EXERCISE OBJECTIVE: Reproduce verbatim the part of the material that opens with the line containing "Would you be able to indicate the soldier with" and closes at the end of the material.

DATA FOR THE TASK:
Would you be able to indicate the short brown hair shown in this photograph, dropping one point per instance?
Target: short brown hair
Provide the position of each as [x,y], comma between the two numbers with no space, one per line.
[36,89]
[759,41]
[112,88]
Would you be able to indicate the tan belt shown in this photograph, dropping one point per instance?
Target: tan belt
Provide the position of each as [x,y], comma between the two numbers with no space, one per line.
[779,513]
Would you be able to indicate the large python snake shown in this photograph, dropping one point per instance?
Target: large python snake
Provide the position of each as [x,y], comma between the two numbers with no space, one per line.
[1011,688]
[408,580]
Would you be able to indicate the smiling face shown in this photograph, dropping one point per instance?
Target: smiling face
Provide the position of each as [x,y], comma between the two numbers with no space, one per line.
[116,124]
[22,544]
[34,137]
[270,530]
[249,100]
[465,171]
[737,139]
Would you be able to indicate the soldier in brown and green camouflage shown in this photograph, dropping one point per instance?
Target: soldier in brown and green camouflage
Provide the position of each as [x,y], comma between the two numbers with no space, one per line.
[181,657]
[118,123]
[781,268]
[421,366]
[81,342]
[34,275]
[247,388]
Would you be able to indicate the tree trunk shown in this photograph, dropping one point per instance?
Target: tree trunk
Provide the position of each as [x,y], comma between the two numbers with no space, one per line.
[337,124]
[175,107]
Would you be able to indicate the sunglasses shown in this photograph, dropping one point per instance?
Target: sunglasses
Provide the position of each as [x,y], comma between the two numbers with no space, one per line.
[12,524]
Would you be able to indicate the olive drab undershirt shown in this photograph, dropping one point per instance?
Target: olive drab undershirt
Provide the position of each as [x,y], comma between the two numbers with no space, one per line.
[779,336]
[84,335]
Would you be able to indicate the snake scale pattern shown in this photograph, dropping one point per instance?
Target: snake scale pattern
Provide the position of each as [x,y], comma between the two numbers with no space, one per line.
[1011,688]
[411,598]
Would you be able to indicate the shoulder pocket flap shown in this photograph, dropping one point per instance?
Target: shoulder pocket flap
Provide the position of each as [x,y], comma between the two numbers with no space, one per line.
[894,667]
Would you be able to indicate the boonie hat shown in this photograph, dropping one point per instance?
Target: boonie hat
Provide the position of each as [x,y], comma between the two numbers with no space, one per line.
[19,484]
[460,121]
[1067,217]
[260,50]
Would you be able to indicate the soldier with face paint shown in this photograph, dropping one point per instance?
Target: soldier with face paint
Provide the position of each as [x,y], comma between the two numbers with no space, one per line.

RESPONSE TO THE EXERCISE:
Would you be able to indicate the soldier with face paint shown in this photograph, dropping one point per instance?
Target: soldier with face paint
Provide the position of each as [x,y], comma between the two numbers with no space, one per line.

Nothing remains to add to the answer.